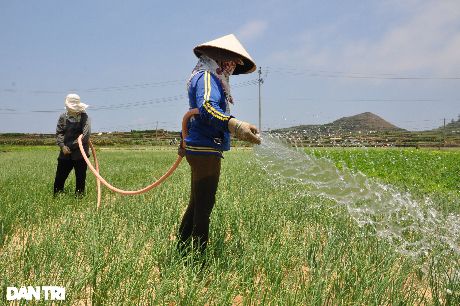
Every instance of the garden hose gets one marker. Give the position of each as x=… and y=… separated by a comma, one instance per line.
x=100, y=179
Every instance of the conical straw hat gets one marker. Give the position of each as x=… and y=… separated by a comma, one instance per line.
x=227, y=47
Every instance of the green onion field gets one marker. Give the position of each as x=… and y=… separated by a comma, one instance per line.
x=271, y=243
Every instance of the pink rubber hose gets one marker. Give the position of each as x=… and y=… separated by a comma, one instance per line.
x=100, y=179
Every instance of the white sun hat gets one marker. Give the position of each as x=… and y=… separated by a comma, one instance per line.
x=228, y=47
x=73, y=104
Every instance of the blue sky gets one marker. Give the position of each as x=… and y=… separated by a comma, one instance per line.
x=321, y=61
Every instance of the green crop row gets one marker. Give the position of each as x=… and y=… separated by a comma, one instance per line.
x=269, y=244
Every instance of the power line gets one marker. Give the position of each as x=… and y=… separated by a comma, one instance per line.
x=354, y=75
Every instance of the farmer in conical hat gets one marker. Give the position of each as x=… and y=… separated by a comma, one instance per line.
x=70, y=125
x=209, y=132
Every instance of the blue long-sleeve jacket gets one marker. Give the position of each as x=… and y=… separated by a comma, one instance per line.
x=208, y=133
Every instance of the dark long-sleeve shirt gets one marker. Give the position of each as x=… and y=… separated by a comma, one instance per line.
x=67, y=131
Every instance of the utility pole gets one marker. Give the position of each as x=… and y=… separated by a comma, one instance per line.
x=444, y=133
x=261, y=81
x=156, y=131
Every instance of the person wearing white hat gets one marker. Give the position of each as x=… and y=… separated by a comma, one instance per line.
x=72, y=124
x=209, y=132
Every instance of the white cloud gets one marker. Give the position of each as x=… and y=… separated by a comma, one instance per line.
x=252, y=30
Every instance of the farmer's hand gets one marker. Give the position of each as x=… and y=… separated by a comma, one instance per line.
x=66, y=150
x=244, y=131
x=180, y=149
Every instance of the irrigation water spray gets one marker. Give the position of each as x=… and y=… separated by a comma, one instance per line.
x=413, y=227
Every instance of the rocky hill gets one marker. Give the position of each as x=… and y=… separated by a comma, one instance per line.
x=361, y=123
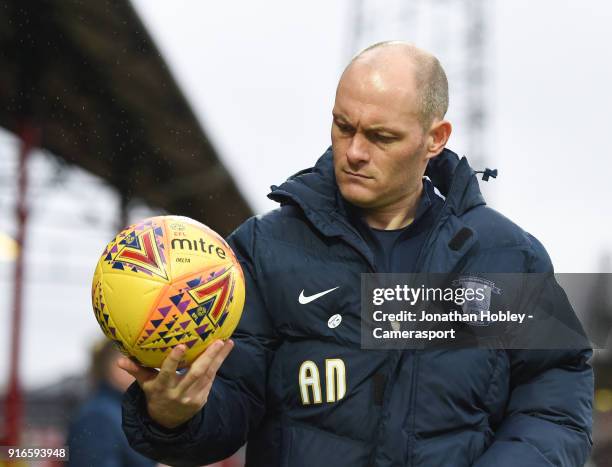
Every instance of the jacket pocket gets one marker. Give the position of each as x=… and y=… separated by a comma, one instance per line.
x=305, y=446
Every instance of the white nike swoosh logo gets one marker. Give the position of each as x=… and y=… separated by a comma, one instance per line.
x=304, y=299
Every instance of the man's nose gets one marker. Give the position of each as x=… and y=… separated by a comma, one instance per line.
x=357, y=152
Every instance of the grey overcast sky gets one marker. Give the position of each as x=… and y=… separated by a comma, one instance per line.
x=261, y=77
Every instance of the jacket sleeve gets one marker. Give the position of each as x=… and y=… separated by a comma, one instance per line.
x=548, y=417
x=236, y=404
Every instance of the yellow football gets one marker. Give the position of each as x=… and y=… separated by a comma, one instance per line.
x=165, y=281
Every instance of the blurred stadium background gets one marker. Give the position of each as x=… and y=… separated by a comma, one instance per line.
x=111, y=111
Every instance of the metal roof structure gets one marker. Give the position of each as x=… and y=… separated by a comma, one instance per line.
x=88, y=76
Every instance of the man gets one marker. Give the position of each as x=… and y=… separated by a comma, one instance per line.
x=95, y=438
x=297, y=386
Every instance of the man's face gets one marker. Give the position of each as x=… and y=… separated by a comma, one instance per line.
x=377, y=139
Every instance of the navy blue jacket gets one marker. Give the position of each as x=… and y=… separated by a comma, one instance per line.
x=462, y=407
x=95, y=438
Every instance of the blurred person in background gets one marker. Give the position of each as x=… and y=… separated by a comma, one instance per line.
x=95, y=437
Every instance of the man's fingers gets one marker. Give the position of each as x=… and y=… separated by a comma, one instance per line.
x=140, y=373
x=199, y=368
x=214, y=366
x=167, y=372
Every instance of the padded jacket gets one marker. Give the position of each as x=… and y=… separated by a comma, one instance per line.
x=302, y=393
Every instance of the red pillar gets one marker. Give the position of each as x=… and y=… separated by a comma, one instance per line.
x=14, y=402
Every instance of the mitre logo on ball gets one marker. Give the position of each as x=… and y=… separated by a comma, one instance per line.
x=165, y=281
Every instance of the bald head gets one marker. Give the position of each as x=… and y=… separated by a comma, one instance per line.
x=395, y=63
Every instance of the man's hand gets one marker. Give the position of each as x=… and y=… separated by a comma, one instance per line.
x=172, y=399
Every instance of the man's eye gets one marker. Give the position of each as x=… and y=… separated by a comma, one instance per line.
x=382, y=138
x=344, y=128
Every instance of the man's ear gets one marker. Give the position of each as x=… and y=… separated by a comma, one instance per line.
x=438, y=137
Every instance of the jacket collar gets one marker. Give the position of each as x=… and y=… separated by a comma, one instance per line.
x=316, y=192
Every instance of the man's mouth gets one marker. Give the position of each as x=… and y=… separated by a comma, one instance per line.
x=353, y=174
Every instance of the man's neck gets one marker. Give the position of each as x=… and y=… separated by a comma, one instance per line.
x=397, y=215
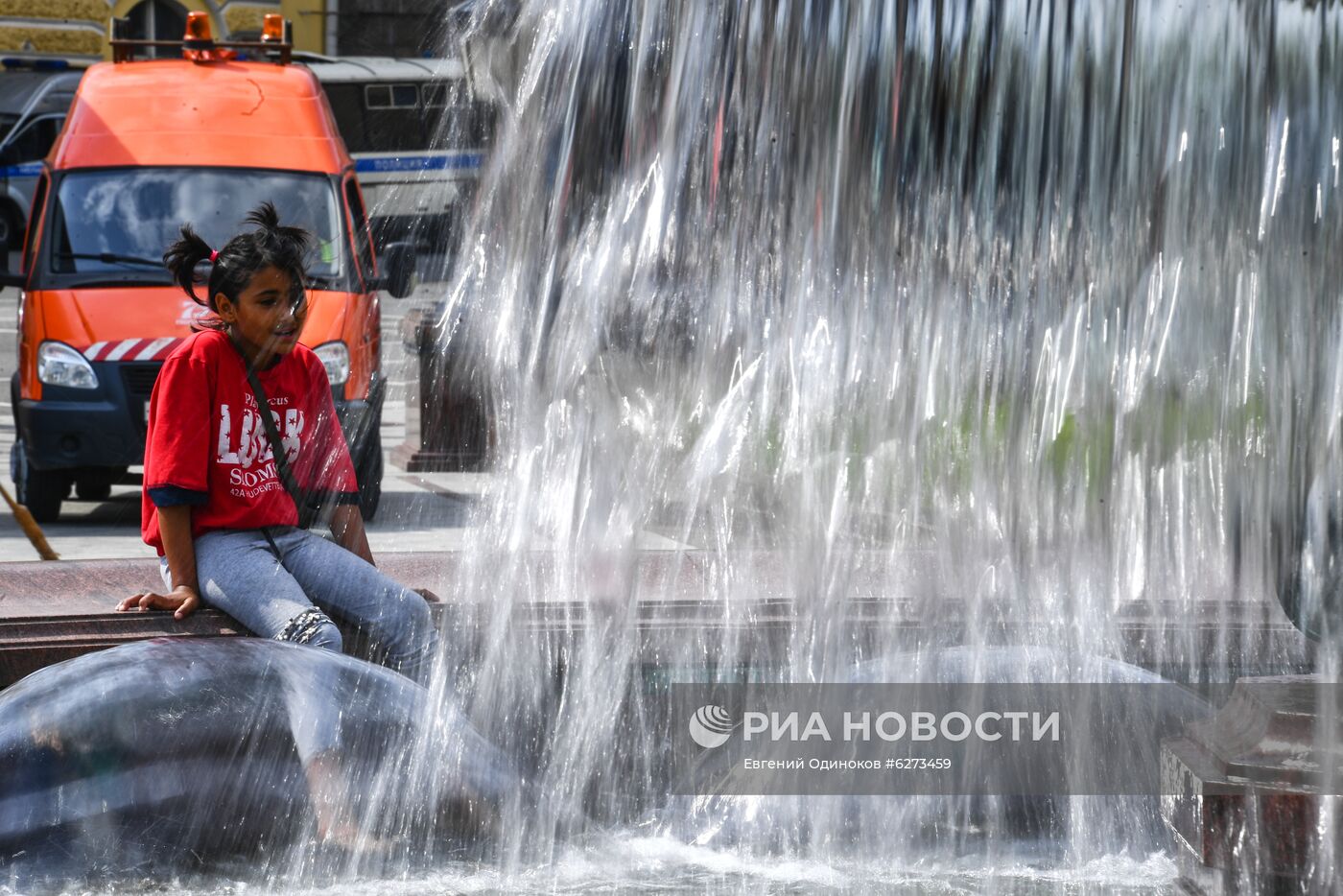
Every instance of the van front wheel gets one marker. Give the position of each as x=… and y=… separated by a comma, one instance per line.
x=369, y=475
x=39, y=490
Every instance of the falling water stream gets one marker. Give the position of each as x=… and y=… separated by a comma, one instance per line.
x=1018, y=311
x=1024, y=313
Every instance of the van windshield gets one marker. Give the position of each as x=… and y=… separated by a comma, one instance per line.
x=118, y=222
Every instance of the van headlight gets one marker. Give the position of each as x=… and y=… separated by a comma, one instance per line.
x=335, y=358
x=58, y=365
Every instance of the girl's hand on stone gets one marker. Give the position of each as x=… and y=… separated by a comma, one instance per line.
x=181, y=601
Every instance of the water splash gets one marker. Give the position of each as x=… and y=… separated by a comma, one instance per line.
x=1020, y=311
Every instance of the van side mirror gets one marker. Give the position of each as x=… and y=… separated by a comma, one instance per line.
x=6, y=277
x=398, y=269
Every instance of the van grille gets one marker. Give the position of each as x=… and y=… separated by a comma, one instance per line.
x=140, y=379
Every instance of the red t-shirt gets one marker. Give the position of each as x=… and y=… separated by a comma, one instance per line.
x=207, y=448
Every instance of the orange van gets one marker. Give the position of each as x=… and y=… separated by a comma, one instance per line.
x=148, y=145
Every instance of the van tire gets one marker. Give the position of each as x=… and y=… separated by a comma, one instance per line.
x=39, y=490
x=96, y=486
x=369, y=476
x=11, y=228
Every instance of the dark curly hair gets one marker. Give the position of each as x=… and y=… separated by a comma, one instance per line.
x=269, y=245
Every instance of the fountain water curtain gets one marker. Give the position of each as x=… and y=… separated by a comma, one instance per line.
x=1021, y=312
x=1020, y=318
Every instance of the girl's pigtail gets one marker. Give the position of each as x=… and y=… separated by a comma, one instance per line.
x=183, y=257
x=291, y=239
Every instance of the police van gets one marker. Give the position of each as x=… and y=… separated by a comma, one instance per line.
x=33, y=109
x=418, y=134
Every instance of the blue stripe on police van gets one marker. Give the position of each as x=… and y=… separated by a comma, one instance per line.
x=26, y=170
x=419, y=163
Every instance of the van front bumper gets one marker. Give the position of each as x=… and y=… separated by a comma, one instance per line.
x=66, y=430
x=70, y=434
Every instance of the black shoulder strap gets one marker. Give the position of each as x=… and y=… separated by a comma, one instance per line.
x=277, y=445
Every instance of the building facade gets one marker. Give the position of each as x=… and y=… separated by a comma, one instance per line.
x=77, y=30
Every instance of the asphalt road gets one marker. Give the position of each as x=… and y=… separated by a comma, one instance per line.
x=418, y=510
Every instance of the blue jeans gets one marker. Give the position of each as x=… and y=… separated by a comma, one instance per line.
x=282, y=582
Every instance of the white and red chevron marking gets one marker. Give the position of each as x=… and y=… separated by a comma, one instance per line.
x=131, y=349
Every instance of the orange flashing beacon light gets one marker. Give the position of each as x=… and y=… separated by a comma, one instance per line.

• REQUIREMENT: Can you turn the lines of the rows above, from the one holding "Every instance of the bald" through the one holding "x=316, y=192", inclusive, into a JSON list of strings, one string per line, leaving out any blank lines?

• WRITTEN SOLUTION:
[
  "Every instance of the bald head gets one marker. Give the position of each as x=… and y=… separated by a comma, one instance per line.",
  "x=395, y=63",
  "Every instance of the man's hand gets one marker. Give the position of each as x=… and y=… separated by a comma, one instance per line.",
  "x=172, y=399",
  "Every instance of the man's eye gets one marker. Give the position of each as x=… and y=… separated by a comma, one instance per line.",
  "x=382, y=138",
  "x=344, y=128",
  "Every instance of the man's ear gets one marker. Give the position of each as x=… and y=… separated by a comma, one instance per line.",
  "x=438, y=137",
  "Every instance of the jacket collar gets one marker. Give the position of each as x=… and y=… separated by a comma, one instance per line.",
  "x=316, y=192"
]